### Dataset records

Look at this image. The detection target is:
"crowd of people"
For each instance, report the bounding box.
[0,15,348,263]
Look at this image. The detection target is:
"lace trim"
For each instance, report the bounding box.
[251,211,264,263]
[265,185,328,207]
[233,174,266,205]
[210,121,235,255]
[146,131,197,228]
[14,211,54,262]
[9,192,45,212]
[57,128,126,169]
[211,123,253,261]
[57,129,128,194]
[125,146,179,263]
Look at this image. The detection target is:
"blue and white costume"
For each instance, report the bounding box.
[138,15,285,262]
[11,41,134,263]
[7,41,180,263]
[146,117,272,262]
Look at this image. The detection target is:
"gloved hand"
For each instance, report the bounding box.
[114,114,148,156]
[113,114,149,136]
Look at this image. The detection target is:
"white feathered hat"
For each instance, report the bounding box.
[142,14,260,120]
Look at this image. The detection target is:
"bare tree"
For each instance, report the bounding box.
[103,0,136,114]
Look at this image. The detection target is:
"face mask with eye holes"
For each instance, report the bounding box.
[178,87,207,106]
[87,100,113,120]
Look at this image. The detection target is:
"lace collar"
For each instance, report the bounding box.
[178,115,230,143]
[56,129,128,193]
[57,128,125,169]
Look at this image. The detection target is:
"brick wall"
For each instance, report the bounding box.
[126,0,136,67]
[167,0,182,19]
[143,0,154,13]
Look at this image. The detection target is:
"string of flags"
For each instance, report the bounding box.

######

- Task details
Word for word, reproduce every line of the data.

- Output for this exercise
Look at this image. The detection target is:
"crowd of people"
For each instance, report the bounding box.
[0,15,348,263]
Look at this image. The detection target is:
"lace trim"
For each instance, report the bounding box.
[251,211,264,263]
[265,185,328,207]
[233,174,266,205]
[210,121,235,255]
[146,131,197,228]
[14,211,54,262]
[9,192,45,212]
[57,128,126,169]
[211,123,253,261]
[57,129,128,194]
[125,146,179,263]
Look at this image. The detection target is:
"blue and white costume"
For each instance, report the bounding box.
[138,15,285,262]
[11,41,134,263]
[7,41,180,263]
[146,117,272,262]
Look at this image. The detection target is:
"gloved hand"
For each instance, report the bounding box.
[114,114,148,156]
[113,114,149,136]
Look at this image. The detection target is:
"white feathered hat"
For each instance, report the bounding box.
[142,14,260,120]
Look at this image. The detection target is:
"bare tree"
For each instance, report the bounding box.
[103,0,136,114]
Look at this image. The detection target is:
"face mask with eye holes"
For each instance, report the bounding box.
[178,87,207,106]
[87,100,113,120]
Look at this image. The detection target is:
"lace collar"
For each instance, report the bounding box.
[178,115,230,143]
[56,129,128,193]
[57,128,125,169]
Look at this image. The detection target is:
"brick wall"
For each instance, report the bounding box.
[126,0,136,67]
[167,0,182,19]
[143,0,154,13]
Look at this image. The detection target is:
"string of flags"
For each instance, report the bounding box.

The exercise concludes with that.